[[ Extracted data, beginning ]]

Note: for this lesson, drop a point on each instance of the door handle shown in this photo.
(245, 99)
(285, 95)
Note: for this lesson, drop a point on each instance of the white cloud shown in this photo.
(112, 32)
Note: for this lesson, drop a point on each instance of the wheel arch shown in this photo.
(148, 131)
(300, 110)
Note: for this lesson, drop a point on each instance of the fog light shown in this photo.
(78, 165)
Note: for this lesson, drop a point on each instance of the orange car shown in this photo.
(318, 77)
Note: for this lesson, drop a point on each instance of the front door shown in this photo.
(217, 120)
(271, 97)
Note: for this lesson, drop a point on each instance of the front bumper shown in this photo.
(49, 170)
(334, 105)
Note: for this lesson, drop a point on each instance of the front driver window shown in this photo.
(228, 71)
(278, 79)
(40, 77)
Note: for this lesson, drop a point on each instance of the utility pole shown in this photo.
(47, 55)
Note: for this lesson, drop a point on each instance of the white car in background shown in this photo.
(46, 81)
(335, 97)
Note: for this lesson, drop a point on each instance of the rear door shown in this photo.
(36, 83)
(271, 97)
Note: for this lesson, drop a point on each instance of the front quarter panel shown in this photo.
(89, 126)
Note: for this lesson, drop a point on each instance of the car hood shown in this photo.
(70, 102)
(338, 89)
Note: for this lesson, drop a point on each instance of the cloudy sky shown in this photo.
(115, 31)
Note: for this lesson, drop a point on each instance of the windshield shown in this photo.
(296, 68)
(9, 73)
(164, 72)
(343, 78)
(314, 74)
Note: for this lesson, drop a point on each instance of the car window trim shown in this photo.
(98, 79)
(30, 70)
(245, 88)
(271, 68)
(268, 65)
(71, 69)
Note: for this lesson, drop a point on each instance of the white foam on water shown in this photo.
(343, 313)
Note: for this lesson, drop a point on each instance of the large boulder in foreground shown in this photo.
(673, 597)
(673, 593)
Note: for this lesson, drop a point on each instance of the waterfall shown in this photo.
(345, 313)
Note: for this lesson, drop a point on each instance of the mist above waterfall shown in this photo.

[[ Extracted data, end ]]

* Goal of the exercise *
Return all of the entries word for word.

* Exercise output *
Note: for this lesson, drop a point on each instance of the door handle shown in this photo.
(245, 99)
(285, 95)
Note: for this lesson, drop a point on each instance of the white cloud shown in this photo.
(112, 32)
Note: for this lesson, drop a point on each instance of the wheel arch shown in this photo.
(148, 131)
(300, 110)
Note: for this lesson, drop a point on each instance of the fog light shown in this photo.
(78, 165)
Note: for this lesson, drop a point on each instance of the orange car shown in this photo.
(318, 77)
Note: for this lesson, drop a point on each instance of the front door shown in this photo.
(217, 120)
(271, 97)
Note: for this lesson, drop a point on each instance of the front bumper shown in this photo.
(49, 170)
(334, 105)
Note: for this lesson, drop a point on each instance of the front driver window shown in this photo.
(228, 71)
(278, 79)
(40, 77)
Note: for this lesson, drop a point on each instance of the utility pole shown in this photo.
(47, 55)
Note: for this lesson, drop a point on each instance of the white car in background shown in this photo.
(46, 81)
(335, 97)
Note: for this lesson, drop a point on each instance of the rear door shown in this photo.
(36, 83)
(271, 97)
Note: for this lesson, drop a point on each instance of the front quarter panel shown in this photo.
(89, 126)
Note: for this lesson, drop a point on each instance of the car hood shown in this photo.
(70, 102)
(338, 89)
Note: for this lesson, drop a point on each instance of the cloudy sky shown in this photo.
(115, 31)
Note: for this lesson, drop a point on each instance of the windshield shown in this photo.
(296, 68)
(9, 73)
(164, 72)
(343, 78)
(314, 74)
Note: for this lesson, drop a point on each instance of the car window trim shown in this photo.
(98, 79)
(30, 70)
(245, 88)
(271, 68)
(268, 65)
(71, 69)
Note: for this lesson, drop a point on each instance of the white foam on water shown in this photo.
(343, 313)
Note: for this lesson, drop a point on each instance of the large boulder in foreground shown in this photo.
(673, 597)
(673, 593)
Note: for this lesson, drop a point on each instance of the waterfall shown in this photo.
(345, 313)
Note: for this lesson, drop a point on each instance of the mist above waterfall shown in this photo.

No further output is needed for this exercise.